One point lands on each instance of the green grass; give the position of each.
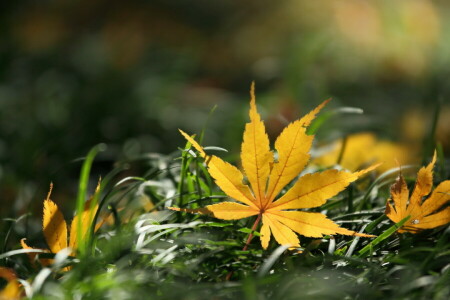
(156, 253)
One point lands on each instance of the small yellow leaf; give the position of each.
(54, 225)
(423, 215)
(32, 256)
(312, 190)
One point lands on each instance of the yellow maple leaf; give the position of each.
(267, 177)
(55, 227)
(424, 214)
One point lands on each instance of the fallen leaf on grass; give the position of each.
(268, 177)
(55, 227)
(425, 214)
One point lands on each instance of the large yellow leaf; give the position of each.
(312, 190)
(32, 256)
(54, 226)
(310, 223)
(226, 176)
(423, 215)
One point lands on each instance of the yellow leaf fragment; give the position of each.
(268, 178)
(32, 256)
(54, 226)
(426, 214)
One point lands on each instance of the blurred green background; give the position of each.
(129, 73)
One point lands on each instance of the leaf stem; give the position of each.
(247, 243)
(250, 236)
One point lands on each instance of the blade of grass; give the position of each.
(382, 237)
(82, 188)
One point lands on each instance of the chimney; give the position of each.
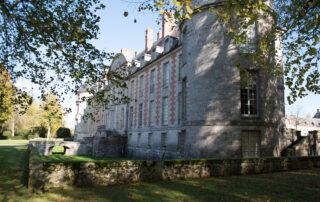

**ACTIVITY**
Write out verbatim the lines from the one containing "One point lands on each instance of the blade" through the last line of the listing above, and no other lines; omit pictures.

**TASK OUTPUT**
One point lands on each instance of the blade of grass; give the position of each.
(382, 237)
(82, 188)
One point lands on each instance of the chimney; give the position of each.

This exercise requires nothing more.